§ **Problem**: Return the lines beginning at the one that contains "[point] every instance of the metal" and continuing to the end of the entries, including both ends, exactly as written and nothing else.

**** Data supplied ****

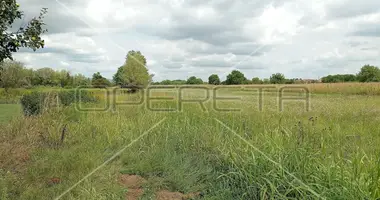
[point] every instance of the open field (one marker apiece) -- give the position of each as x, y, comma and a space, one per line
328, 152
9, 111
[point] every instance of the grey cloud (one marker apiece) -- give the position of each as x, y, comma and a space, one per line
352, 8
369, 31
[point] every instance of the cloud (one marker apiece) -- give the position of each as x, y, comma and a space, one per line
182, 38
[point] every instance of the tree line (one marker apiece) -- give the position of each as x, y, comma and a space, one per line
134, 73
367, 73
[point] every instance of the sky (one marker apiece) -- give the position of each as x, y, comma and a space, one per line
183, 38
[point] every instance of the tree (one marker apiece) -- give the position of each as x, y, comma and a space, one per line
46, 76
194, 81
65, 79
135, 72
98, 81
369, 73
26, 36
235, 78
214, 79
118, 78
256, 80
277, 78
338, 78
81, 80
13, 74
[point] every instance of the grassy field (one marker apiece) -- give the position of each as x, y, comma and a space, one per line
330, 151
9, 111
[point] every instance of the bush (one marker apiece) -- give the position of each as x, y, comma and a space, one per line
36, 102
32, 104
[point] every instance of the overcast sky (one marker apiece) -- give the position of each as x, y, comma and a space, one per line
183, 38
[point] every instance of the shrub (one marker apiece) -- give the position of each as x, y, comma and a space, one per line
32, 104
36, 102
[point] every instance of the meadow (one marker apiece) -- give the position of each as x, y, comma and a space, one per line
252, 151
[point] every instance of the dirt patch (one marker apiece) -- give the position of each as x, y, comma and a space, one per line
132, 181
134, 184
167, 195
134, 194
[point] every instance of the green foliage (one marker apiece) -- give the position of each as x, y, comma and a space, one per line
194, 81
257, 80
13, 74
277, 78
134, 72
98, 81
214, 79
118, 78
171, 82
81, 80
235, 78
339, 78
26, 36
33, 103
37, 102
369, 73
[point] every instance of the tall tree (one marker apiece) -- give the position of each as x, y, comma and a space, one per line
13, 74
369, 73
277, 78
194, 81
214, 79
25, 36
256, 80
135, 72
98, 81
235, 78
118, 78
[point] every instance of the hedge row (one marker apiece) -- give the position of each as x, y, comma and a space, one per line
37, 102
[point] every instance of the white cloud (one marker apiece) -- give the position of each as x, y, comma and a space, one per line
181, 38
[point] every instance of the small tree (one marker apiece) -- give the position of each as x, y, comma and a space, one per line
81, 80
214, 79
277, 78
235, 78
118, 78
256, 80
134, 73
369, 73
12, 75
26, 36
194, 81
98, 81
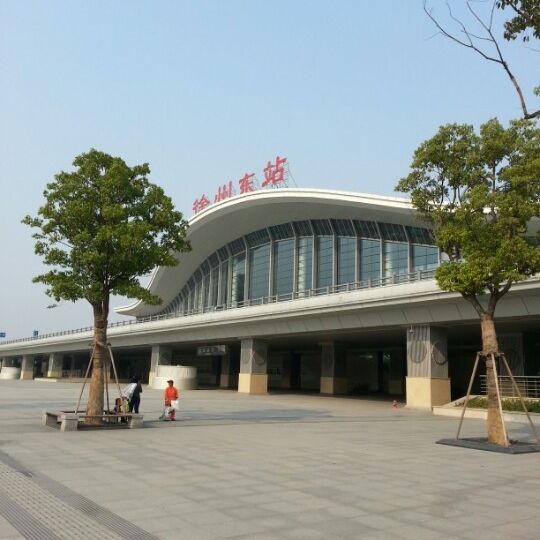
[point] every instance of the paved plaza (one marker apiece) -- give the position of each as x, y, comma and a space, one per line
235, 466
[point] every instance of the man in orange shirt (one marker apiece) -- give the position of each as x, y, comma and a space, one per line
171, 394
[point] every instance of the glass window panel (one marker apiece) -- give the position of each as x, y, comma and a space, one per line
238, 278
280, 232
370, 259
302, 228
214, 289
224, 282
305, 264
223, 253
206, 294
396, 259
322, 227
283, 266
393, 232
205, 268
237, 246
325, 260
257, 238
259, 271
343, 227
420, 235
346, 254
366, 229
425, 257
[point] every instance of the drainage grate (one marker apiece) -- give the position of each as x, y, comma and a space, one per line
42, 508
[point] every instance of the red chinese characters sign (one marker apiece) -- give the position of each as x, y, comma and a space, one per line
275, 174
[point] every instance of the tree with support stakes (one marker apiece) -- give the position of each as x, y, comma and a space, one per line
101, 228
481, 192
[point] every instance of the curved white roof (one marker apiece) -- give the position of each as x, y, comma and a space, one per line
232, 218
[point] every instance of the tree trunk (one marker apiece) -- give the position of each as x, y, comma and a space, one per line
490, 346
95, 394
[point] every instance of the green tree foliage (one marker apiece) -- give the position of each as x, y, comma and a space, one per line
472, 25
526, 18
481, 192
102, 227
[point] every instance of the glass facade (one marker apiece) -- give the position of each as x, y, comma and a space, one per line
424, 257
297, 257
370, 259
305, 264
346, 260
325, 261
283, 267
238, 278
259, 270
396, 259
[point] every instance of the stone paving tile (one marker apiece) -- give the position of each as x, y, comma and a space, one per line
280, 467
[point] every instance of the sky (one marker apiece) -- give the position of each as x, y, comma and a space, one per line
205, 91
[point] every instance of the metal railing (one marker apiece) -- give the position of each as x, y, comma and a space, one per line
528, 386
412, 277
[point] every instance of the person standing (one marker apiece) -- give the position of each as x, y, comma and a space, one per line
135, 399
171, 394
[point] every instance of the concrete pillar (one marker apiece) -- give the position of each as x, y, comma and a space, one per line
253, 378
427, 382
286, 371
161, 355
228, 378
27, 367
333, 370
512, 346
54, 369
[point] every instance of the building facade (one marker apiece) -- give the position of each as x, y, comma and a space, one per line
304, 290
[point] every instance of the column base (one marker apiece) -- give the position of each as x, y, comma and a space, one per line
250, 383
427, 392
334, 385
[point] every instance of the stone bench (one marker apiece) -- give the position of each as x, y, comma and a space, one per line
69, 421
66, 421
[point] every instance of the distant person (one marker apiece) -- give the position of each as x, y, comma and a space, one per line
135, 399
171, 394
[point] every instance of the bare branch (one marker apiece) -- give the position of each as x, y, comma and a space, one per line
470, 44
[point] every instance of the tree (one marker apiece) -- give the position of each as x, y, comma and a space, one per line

****

§ **Right answer**:
[point] every instance of the metal railing (one marker apiece) -- give the position of each as x, y, comma and a space, one per line
528, 386
412, 277
[point] every instance of the person standing (one marker apiece) -- give the position of each as x, y, comma and a space, one per line
135, 399
171, 394
[point] every instance of the concrete pillar (one marker apiece) -- give the position of each as x, y, comma and a space, one per line
253, 378
427, 382
286, 371
161, 355
228, 378
27, 367
333, 370
512, 346
54, 369
[point] every instance of the building facade (one marker apiece) -- give the position of each as x, y, comma and a space, one per line
304, 290
[point] every instance of the column base (one marker apiece) -- give the position of each as x, y, comma and a space, one per line
250, 383
427, 392
334, 385
[point] every instance of the stone bench (one marker apiece) -- give the position of each as x, y, comma and a space, one per line
69, 421
66, 421
[point] every instance of the distant person (one marker apiece) -- give the position of each as x, y, comma and a space, one per line
135, 399
171, 394
[point] every instance of the bare branch (one marker apiece) -- give the position of each as x, y, comma and a space, one per line
470, 44
[point] every instance of the tree (one marker apiece) -- give the position of each as x, y, comma and a space, one per line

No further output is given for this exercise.